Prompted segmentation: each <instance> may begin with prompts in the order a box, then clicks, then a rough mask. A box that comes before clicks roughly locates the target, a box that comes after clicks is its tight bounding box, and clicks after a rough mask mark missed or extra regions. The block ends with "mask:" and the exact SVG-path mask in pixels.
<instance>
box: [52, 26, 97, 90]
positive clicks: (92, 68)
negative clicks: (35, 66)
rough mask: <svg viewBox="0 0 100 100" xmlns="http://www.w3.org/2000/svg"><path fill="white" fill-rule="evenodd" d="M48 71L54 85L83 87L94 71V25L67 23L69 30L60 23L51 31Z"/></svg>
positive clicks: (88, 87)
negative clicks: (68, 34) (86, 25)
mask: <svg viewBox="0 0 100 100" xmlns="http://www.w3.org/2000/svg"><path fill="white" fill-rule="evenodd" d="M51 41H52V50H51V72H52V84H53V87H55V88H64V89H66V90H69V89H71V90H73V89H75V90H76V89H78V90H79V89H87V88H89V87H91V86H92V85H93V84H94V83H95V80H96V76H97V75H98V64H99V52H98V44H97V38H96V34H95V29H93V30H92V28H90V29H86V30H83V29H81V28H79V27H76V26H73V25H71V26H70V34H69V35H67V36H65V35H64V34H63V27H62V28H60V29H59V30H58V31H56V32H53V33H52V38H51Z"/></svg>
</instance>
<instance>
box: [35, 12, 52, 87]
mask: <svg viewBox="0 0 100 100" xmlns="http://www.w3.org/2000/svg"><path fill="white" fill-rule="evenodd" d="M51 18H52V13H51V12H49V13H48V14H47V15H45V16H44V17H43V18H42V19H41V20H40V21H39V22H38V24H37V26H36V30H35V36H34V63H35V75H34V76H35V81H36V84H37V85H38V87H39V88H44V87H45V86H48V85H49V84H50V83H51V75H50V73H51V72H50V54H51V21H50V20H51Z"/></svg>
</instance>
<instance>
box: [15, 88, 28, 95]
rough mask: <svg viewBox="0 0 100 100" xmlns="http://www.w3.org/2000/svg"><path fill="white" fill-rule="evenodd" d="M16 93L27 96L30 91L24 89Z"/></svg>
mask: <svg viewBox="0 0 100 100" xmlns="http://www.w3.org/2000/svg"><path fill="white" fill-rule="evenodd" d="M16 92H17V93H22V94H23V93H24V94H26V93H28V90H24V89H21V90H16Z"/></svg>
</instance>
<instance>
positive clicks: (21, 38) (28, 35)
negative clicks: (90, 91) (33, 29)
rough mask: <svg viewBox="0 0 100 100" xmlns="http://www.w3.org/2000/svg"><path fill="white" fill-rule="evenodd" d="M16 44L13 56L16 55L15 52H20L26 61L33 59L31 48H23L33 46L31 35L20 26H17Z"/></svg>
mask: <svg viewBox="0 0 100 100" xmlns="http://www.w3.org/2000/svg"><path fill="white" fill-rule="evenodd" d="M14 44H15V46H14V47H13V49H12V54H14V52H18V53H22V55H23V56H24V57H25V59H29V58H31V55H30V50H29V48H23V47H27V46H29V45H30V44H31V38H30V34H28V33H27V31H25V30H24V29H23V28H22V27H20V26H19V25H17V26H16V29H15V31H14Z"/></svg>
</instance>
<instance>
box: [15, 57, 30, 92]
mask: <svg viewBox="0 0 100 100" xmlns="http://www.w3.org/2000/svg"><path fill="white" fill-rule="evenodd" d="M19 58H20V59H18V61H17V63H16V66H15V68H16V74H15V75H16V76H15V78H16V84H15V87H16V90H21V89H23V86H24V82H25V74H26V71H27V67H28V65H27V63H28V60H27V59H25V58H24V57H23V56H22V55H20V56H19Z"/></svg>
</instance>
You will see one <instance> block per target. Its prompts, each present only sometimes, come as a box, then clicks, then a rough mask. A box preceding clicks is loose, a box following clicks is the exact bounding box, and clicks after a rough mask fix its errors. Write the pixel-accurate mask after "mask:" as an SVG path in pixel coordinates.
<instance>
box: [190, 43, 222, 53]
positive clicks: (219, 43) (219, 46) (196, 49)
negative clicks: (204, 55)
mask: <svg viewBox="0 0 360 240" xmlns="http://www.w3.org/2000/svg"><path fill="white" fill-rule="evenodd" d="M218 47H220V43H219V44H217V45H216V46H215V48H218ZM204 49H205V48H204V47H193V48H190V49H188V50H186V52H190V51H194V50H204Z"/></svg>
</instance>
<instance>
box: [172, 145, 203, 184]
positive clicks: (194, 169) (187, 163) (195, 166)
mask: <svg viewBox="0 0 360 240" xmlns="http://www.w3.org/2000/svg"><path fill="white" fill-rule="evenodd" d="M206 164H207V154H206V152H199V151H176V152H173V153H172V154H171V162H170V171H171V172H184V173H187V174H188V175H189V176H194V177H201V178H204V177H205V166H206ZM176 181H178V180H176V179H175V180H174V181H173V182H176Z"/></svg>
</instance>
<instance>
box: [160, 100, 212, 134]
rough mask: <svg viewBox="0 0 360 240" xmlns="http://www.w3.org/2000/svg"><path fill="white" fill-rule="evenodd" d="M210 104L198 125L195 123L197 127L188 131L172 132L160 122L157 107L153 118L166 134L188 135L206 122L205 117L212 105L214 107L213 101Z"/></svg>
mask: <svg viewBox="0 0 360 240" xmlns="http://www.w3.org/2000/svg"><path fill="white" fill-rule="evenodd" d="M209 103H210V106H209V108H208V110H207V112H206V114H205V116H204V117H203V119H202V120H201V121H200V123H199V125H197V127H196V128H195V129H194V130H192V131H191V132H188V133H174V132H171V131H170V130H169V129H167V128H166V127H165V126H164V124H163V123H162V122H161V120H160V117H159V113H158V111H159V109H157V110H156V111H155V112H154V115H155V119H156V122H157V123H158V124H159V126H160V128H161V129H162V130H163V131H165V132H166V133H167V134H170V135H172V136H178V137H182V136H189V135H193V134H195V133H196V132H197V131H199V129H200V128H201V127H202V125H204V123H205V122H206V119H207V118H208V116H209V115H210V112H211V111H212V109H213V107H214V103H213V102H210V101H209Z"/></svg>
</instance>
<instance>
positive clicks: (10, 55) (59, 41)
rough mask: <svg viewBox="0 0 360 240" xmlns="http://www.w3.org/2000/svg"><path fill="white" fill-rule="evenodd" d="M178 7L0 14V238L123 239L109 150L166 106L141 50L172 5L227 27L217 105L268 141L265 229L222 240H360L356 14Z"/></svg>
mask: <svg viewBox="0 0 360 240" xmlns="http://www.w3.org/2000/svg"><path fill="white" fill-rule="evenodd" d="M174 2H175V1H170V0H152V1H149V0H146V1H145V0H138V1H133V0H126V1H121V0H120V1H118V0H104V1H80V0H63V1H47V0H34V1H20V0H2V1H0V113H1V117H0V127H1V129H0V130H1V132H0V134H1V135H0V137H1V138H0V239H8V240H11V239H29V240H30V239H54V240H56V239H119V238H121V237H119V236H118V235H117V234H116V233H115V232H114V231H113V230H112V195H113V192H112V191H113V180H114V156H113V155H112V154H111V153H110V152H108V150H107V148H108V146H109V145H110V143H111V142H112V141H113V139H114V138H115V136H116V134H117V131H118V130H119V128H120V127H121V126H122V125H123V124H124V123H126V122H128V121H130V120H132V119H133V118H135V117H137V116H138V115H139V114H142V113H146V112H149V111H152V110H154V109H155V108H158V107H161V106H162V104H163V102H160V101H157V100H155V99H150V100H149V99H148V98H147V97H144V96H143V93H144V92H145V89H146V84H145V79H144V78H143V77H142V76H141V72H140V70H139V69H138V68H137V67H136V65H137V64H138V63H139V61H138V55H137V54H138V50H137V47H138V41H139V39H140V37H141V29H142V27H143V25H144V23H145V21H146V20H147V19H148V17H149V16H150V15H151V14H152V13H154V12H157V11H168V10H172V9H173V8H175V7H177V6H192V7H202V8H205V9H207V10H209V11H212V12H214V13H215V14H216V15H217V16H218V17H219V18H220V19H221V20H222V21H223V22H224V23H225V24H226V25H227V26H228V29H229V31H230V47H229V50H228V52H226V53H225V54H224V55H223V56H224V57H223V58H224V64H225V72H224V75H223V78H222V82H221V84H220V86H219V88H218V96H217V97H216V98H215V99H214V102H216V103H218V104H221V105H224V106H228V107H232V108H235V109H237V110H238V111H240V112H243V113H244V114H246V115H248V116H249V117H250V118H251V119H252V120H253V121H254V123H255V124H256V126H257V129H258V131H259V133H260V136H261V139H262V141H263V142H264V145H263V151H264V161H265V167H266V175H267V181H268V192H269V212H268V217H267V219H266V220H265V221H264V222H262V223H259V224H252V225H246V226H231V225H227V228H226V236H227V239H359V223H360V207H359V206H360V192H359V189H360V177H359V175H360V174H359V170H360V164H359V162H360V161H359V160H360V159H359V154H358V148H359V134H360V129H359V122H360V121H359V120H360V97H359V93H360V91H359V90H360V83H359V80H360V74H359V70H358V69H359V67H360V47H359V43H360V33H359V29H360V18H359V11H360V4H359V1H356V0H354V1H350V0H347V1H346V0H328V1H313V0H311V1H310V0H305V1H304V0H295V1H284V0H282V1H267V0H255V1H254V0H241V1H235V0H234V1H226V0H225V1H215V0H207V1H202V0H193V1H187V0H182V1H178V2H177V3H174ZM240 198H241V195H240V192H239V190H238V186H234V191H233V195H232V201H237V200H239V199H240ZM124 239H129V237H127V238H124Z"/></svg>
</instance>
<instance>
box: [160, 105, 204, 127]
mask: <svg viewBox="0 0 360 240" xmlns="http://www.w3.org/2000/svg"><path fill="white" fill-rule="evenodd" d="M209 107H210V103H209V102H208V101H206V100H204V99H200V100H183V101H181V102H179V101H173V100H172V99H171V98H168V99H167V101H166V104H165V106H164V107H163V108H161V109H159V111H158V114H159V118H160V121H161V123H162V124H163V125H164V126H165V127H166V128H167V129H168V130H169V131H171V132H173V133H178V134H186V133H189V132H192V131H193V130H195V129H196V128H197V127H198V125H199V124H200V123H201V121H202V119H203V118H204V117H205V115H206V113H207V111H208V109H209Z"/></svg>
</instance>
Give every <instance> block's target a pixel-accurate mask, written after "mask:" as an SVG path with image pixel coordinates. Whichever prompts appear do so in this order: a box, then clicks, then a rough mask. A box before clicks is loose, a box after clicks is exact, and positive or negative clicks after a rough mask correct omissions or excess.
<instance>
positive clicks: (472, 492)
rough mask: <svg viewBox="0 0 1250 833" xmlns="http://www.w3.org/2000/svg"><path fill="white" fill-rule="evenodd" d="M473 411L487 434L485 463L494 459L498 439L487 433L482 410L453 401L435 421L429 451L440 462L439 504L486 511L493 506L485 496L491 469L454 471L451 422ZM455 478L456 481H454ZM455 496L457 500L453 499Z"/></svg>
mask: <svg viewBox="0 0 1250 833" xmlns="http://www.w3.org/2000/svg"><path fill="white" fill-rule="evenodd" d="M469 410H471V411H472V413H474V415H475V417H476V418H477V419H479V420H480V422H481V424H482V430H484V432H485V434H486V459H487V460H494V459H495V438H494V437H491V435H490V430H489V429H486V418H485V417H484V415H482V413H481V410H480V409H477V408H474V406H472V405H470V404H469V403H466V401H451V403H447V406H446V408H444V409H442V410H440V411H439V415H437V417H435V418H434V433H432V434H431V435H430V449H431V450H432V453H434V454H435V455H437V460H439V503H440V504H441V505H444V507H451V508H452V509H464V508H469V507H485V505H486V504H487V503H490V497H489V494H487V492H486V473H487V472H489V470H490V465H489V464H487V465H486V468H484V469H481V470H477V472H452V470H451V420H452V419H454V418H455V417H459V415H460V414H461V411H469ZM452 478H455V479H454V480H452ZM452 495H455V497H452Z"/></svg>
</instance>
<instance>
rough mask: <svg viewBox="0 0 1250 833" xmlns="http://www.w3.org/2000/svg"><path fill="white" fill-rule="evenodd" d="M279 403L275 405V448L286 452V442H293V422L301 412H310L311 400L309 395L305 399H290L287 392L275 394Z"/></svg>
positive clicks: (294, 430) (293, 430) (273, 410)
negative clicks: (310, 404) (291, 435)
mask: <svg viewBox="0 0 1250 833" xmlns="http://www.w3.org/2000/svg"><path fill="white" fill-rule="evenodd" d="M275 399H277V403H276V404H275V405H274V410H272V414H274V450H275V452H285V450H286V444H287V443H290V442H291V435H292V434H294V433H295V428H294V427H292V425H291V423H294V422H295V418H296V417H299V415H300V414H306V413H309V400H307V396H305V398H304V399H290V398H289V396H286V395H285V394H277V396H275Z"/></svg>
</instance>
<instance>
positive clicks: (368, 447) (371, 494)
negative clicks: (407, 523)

> Task item
Repeat every line of the data word for word until you have repeated the line that contains "positive clicks: (88, 87)", which is the last one to include.

> Task solution
Prompted segmentation: each <instance> may begin with prompts in the order a box, then clicks, then a rough mask. A box that comes before clicks roughly locates the target, a box that comes after clicks is its tight bounding box, and clicks after a rough mask mark missed or extra regions. The block ends with "mask:" and the exact SVG-path mask in pixels.
<instance>
box: [52, 26, 97, 90]
positive clicks: (92, 68)
negative clicks: (35, 66)
rough mask: <svg viewBox="0 0 100 100" xmlns="http://www.w3.org/2000/svg"><path fill="white" fill-rule="evenodd" d="M48 71L54 85L83 87L94 71V25L67 23L69 30L60 23L51 31Z"/></svg>
positive clicks: (88, 87)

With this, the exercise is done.